> _Aim_
The required output consists solely of the lines from the line containing "TARGET = boy's snow pant" through the end of the records, copied exactly.

'''

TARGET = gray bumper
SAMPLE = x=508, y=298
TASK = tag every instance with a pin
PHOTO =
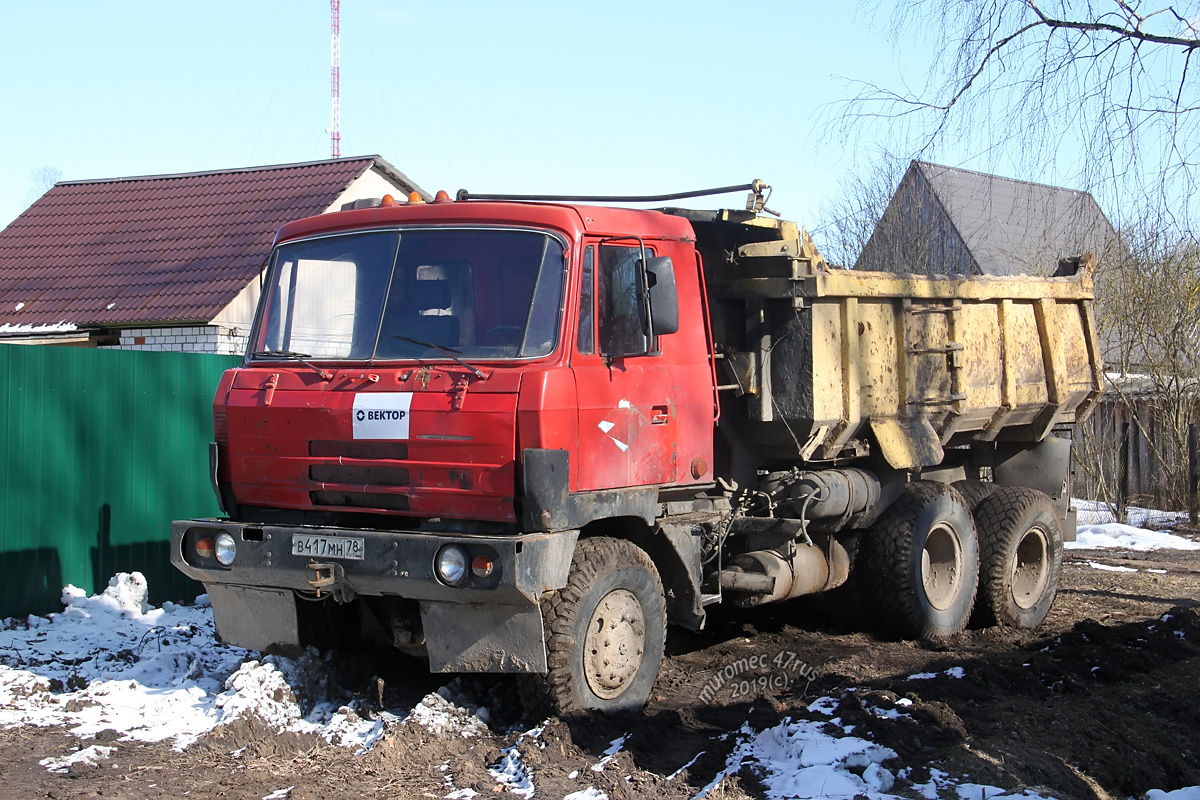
x=489, y=625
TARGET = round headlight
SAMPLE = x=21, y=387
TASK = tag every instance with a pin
x=226, y=549
x=451, y=564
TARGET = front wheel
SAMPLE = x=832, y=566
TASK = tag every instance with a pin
x=1020, y=559
x=922, y=563
x=605, y=632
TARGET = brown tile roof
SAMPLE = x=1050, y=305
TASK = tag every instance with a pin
x=157, y=248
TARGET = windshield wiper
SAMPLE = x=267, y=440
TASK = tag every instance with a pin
x=292, y=355
x=479, y=373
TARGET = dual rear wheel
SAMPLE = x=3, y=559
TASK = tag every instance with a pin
x=945, y=557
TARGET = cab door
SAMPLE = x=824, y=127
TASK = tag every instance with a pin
x=625, y=397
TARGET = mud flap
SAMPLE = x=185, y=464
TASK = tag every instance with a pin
x=256, y=619
x=484, y=638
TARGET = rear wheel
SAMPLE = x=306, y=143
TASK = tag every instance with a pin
x=922, y=564
x=605, y=632
x=1020, y=558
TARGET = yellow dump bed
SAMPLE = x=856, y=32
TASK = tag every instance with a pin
x=823, y=364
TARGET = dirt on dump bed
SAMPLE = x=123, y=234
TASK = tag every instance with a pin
x=1101, y=702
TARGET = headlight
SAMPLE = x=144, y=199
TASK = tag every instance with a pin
x=451, y=564
x=226, y=549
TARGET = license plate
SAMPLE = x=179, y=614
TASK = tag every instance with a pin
x=328, y=547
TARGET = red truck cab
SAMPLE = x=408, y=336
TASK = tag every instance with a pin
x=437, y=397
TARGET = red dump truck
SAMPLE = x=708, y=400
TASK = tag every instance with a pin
x=517, y=435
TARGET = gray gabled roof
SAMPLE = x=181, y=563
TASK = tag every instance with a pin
x=984, y=224
x=1015, y=227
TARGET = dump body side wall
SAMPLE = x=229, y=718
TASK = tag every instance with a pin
x=826, y=364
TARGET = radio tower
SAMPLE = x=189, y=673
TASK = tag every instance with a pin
x=335, y=79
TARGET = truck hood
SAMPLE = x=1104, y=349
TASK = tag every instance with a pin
x=423, y=441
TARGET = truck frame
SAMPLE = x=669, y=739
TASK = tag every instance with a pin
x=523, y=435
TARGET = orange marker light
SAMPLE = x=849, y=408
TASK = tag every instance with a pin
x=481, y=566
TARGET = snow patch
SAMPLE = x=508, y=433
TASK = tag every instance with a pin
x=93, y=755
x=1110, y=567
x=1115, y=535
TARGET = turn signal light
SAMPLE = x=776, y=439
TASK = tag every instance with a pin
x=481, y=566
x=204, y=547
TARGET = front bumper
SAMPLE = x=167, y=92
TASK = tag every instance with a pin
x=490, y=624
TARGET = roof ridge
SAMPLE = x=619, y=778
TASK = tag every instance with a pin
x=221, y=172
x=1003, y=178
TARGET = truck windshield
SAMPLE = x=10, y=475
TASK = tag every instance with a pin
x=414, y=294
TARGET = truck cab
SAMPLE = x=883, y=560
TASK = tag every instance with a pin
x=437, y=398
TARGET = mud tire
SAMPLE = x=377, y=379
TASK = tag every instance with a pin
x=613, y=578
x=922, y=564
x=973, y=492
x=1020, y=558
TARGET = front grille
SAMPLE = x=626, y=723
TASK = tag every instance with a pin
x=367, y=450
x=361, y=475
x=360, y=500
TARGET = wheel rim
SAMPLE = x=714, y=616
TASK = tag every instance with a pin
x=616, y=641
x=941, y=566
x=1030, y=569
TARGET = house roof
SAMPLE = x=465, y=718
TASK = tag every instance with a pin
x=981, y=223
x=157, y=248
x=1013, y=227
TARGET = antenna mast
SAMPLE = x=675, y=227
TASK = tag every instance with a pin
x=335, y=79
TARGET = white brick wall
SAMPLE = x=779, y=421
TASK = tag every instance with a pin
x=204, y=338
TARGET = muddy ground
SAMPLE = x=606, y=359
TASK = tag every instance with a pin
x=1102, y=702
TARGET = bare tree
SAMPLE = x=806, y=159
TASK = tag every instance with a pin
x=851, y=216
x=1029, y=77
x=1149, y=322
x=41, y=180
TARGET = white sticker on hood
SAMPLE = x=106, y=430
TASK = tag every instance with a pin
x=382, y=415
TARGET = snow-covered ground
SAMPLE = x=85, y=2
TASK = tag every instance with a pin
x=1098, y=513
x=112, y=661
x=1099, y=530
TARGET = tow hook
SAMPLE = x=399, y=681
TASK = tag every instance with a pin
x=460, y=394
x=330, y=577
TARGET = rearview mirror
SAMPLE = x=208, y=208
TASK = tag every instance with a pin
x=664, y=298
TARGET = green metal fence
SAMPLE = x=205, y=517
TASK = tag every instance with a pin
x=100, y=450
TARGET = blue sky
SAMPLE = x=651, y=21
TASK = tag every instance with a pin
x=553, y=97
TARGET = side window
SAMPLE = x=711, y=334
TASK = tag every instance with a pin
x=623, y=324
x=587, y=302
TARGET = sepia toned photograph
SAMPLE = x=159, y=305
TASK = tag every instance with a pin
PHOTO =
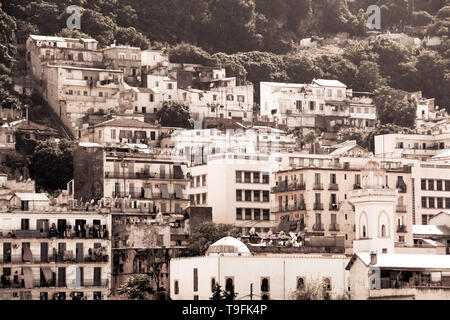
x=224, y=153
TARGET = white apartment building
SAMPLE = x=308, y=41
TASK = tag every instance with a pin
x=412, y=146
x=229, y=263
x=73, y=92
x=237, y=187
x=49, y=255
x=323, y=103
x=129, y=131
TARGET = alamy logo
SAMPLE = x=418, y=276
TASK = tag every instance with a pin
x=374, y=19
x=74, y=21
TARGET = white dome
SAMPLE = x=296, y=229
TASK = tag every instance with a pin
x=228, y=246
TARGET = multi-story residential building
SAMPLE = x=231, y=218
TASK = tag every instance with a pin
x=412, y=146
x=326, y=104
x=151, y=182
x=122, y=130
x=50, y=255
x=74, y=92
x=43, y=50
x=127, y=59
x=317, y=198
x=243, y=197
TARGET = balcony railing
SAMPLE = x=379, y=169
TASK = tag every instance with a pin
x=318, y=206
x=143, y=175
x=333, y=186
x=57, y=258
x=334, y=227
x=318, y=186
x=334, y=207
x=318, y=227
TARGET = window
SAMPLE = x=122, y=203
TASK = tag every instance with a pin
x=238, y=176
x=176, y=287
x=424, y=202
x=229, y=284
x=265, y=285
x=238, y=214
x=257, y=214
x=248, y=214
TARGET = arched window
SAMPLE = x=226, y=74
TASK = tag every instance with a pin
x=300, y=283
x=229, y=285
x=383, y=230
x=265, y=285
x=177, y=287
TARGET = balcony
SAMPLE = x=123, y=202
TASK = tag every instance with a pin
x=143, y=176
x=334, y=207
x=333, y=186
x=318, y=227
x=290, y=208
x=334, y=227
x=318, y=206
x=318, y=186
x=138, y=194
x=54, y=233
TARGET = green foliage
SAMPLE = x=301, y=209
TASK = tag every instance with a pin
x=52, y=164
x=137, y=287
x=174, y=114
x=206, y=234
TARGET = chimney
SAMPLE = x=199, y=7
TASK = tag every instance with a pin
x=373, y=258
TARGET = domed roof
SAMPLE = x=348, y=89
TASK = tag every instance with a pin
x=228, y=246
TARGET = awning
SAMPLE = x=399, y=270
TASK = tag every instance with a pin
x=27, y=255
x=178, y=191
x=165, y=191
x=28, y=277
x=48, y=274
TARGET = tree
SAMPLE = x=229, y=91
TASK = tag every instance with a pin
x=206, y=234
x=174, y=114
x=52, y=164
x=130, y=36
x=137, y=287
x=393, y=108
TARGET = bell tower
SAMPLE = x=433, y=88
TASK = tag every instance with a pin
x=374, y=212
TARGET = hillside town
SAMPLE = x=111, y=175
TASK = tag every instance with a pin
x=306, y=207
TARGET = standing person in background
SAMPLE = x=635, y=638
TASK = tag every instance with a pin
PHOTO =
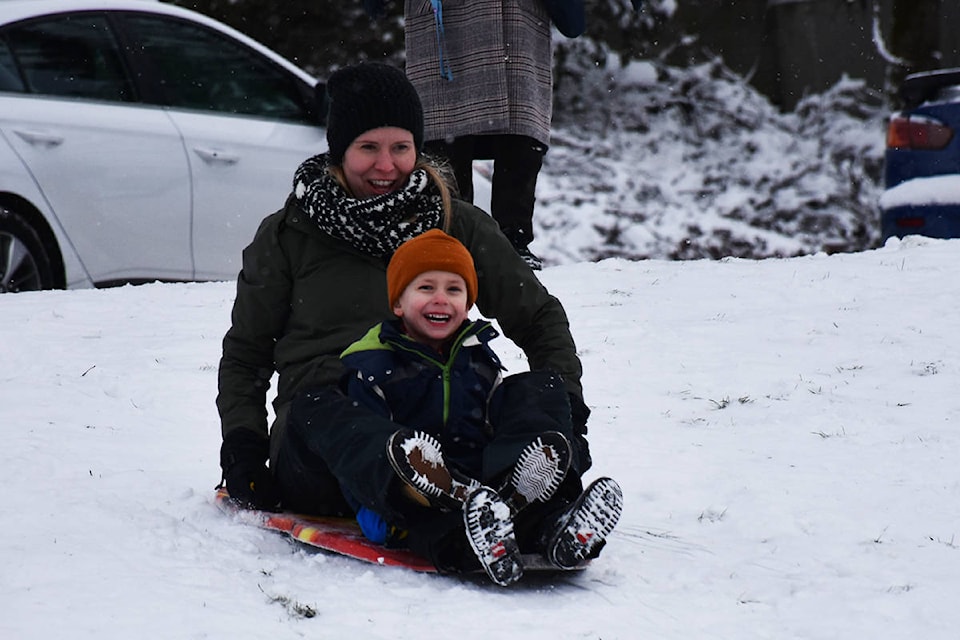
x=484, y=72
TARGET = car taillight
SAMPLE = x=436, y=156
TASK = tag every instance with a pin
x=906, y=132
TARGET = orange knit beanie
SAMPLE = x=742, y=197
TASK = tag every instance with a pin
x=430, y=251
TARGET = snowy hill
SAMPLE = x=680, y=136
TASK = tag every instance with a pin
x=785, y=432
x=652, y=161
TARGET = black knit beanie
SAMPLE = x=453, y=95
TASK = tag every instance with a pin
x=367, y=96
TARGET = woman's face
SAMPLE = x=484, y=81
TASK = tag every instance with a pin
x=379, y=161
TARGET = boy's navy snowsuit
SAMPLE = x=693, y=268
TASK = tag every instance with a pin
x=481, y=421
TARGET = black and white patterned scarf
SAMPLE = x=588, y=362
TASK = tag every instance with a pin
x=375, y=226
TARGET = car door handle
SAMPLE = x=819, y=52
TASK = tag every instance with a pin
x=39, y=138
x=216, y=156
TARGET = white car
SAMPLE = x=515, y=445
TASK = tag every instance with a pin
x=140, y=141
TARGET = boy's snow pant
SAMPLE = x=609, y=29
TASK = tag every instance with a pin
x=333, y=445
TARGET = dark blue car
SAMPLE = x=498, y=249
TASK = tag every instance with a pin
x=922, y=163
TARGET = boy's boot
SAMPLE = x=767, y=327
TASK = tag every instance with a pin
x=417, y=459
x=538, y=472
x=489, y=528
x=581, y=531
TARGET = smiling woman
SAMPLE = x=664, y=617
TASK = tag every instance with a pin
x=315, y=279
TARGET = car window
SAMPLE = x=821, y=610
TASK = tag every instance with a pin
x=9, y=76
x=201, y=69
x=75, y=56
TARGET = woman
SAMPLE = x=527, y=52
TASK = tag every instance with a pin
x=313, y=281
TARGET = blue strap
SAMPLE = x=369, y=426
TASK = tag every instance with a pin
x=445, y=71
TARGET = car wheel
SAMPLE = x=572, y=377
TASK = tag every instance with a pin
x=24, y=263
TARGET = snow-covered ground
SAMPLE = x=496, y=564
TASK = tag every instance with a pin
x=785, y=432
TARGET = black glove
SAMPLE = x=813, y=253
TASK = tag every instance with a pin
x=243, y=457
x=579, y=413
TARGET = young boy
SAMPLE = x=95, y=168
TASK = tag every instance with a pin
x=433, y=371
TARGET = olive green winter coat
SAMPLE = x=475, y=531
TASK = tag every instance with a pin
x=303, y=297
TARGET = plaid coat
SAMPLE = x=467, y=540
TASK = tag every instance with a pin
x=500, y=55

'''

> _Exercise solution_
TARGET = boy's snow pant
SAMPLE = x=609, y=29
TASK = tag every instance with a pin
x=333, y=445
TARGET = dark blue car
SAMPLE = x=498, y=249
TASK = tag every instance with a pin
x=922, y=163
TARGET = boy's boot
SAMPLE = x=767, y=327
TASK = tag every instance with a pin
x=417, y=459
x=538, y=472
x=489, y=528
x=581, y=531
TARGET = smiling woman
SAMPLE = x=664, y=617
TASK = tag every instance with a pin
x=315, y=279
TARGET = car window
SAMPLE = x=821, y=610
TASK = tag every instance with a pin
x=9, y=76
x=201, y=69
x=75, y=56
TARGET = woman
SAMPLE = x=527, y=52
TASK = tag every instance with a pin
x=313, y=281
TARGET = blue strap
SAMPLE = x=369, y=426
TASK = tag every instance with a pin
x=445, y=71
TARGET = car wheel
SAMPLE = x=572, y=377
TASK = tag every instance with a pin
x=24, y=263
TARGET = snow-covered ground
SAMPLE = x=496, y=564
TASK = tag every instance with a pin
x=785, y=432
TARGET = black glove
SAMPLE = x=813, y=253
TASK = tag every instance with a pin
x=243, y=457
x=579, y=413
TARGET = young boy
SAMPLE = x=95, y=168
TASK = tag every instance with a pin
x=433, y=371
TARGET = olive green winter coat
SAMPLE = x=475, y=531
TASK = tag every instance with a pin
x=303, y=297
TARGET = plaid coat
SAMPLE = x=467, y=540
TASK = tag every instance with a pin
x=500, y=55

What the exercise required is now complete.